---------- SUPPLIED RECORDS ----------
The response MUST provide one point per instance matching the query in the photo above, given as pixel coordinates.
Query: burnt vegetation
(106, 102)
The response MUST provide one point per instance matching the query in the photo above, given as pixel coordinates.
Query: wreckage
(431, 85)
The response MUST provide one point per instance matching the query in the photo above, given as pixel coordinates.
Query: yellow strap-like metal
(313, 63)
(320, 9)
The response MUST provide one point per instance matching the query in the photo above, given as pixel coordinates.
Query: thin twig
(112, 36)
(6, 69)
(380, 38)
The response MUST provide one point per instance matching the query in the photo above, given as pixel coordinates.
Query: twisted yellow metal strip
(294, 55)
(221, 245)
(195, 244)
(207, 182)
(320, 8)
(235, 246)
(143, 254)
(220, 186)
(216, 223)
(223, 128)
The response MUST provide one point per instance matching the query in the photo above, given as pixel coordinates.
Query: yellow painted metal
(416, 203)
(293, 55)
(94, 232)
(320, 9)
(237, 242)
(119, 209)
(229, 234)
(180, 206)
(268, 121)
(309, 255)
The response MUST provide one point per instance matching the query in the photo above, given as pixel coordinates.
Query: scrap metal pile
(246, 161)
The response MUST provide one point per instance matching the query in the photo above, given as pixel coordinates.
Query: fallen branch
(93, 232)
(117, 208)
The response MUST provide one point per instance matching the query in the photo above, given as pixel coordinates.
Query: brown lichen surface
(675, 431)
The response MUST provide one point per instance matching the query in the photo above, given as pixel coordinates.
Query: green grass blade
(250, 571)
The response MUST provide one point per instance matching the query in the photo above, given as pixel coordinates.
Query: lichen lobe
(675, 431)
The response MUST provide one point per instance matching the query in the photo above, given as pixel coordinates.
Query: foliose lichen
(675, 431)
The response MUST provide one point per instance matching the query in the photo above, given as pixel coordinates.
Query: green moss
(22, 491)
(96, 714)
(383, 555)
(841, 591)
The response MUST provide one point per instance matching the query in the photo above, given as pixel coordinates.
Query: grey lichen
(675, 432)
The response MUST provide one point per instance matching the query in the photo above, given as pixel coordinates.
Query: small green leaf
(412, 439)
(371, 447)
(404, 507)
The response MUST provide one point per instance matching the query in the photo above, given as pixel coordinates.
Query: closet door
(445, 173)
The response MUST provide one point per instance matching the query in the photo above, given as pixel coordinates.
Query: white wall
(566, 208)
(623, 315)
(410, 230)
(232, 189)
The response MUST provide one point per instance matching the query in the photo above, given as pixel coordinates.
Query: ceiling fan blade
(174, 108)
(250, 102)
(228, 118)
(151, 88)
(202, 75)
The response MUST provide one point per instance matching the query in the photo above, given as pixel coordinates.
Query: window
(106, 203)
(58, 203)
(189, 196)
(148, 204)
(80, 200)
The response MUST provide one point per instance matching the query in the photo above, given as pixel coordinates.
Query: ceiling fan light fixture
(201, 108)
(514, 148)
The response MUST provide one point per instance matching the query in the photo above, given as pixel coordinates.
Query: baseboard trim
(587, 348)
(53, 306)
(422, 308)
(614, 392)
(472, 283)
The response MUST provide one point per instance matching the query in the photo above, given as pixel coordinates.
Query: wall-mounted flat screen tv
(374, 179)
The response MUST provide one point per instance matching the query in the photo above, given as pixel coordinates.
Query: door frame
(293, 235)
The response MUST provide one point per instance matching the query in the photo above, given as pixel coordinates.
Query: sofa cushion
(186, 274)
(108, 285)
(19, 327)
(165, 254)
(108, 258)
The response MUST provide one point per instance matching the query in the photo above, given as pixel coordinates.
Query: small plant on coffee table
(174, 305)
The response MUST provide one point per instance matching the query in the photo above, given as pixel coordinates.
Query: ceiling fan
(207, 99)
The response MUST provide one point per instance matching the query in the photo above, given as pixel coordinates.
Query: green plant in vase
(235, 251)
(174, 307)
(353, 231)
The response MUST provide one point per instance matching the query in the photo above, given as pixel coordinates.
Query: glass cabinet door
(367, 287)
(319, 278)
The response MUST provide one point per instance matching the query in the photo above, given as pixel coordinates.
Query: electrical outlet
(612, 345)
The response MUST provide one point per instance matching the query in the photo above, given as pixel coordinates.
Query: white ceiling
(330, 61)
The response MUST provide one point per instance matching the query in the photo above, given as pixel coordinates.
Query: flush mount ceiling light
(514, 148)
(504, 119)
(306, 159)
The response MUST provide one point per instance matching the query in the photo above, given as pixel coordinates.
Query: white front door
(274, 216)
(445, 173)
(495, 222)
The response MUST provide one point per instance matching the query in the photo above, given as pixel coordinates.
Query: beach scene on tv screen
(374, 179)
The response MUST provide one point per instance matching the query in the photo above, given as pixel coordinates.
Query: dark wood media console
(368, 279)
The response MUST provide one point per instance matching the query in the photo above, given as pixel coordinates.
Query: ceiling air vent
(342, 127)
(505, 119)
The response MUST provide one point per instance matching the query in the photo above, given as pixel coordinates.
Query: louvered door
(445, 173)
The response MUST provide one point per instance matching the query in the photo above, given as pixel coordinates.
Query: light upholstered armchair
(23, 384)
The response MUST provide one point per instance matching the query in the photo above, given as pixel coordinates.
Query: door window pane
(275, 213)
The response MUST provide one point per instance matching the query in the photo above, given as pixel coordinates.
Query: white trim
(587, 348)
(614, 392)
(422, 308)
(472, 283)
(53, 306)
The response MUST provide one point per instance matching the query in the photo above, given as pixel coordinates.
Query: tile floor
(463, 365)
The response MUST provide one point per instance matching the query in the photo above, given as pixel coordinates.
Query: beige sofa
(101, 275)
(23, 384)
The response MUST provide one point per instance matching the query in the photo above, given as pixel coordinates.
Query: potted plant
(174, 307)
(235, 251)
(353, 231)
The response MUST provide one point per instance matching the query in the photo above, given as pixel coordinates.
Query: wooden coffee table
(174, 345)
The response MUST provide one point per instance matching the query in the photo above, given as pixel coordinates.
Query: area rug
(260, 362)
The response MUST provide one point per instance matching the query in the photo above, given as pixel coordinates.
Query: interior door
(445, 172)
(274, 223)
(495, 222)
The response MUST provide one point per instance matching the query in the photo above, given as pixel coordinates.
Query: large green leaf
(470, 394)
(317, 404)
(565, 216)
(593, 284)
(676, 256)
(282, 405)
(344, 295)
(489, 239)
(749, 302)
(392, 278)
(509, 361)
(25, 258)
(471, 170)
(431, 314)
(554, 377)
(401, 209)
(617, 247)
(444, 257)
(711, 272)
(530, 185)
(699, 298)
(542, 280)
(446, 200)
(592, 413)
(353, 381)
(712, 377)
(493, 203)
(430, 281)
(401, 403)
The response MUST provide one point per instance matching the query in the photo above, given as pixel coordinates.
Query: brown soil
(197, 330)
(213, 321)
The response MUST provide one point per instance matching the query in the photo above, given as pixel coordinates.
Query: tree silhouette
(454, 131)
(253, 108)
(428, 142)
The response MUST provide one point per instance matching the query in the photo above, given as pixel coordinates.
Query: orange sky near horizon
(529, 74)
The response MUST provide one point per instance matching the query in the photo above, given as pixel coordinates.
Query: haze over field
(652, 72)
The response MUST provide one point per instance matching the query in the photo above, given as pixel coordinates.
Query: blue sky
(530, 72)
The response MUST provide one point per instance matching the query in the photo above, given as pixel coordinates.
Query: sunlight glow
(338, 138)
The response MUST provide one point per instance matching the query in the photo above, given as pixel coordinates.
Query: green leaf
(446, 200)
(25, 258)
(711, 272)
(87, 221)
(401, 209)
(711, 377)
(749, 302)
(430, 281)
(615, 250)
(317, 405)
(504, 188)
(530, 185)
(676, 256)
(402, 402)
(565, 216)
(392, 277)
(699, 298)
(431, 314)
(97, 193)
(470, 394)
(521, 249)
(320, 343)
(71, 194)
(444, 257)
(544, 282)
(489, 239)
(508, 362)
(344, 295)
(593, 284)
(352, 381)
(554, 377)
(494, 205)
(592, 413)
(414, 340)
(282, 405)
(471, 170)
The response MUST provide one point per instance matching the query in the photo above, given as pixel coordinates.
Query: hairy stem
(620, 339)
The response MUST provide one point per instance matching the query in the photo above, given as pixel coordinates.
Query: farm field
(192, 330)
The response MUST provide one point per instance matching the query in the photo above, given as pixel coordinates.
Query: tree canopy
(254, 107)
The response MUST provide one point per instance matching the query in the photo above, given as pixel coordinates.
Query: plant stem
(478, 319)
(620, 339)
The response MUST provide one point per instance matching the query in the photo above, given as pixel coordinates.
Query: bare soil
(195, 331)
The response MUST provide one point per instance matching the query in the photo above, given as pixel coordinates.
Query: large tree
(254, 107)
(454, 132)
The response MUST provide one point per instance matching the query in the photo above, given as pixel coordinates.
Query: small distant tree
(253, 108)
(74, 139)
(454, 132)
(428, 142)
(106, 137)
----------
WHAT IS EXPECTED:
Copy, without any change, the lines above from the one containing "Query: bare soil" to the end, both ends included. Add nothing else.

PROBLEM SOLUTION:
Query: bare soil
(195, 331)
The response MUST provide one point per instance matching the query in the photo above, given as pixel coordinates.
Query: large tree
(254, 107)
(454, 132)
The response MUST provide one point per instance matching the query in the photo above, given as pixel coordinates.
Query: small distant tree
(253, 108)
(74, 139)
(454, 132)
(428, 142)
(106, 137)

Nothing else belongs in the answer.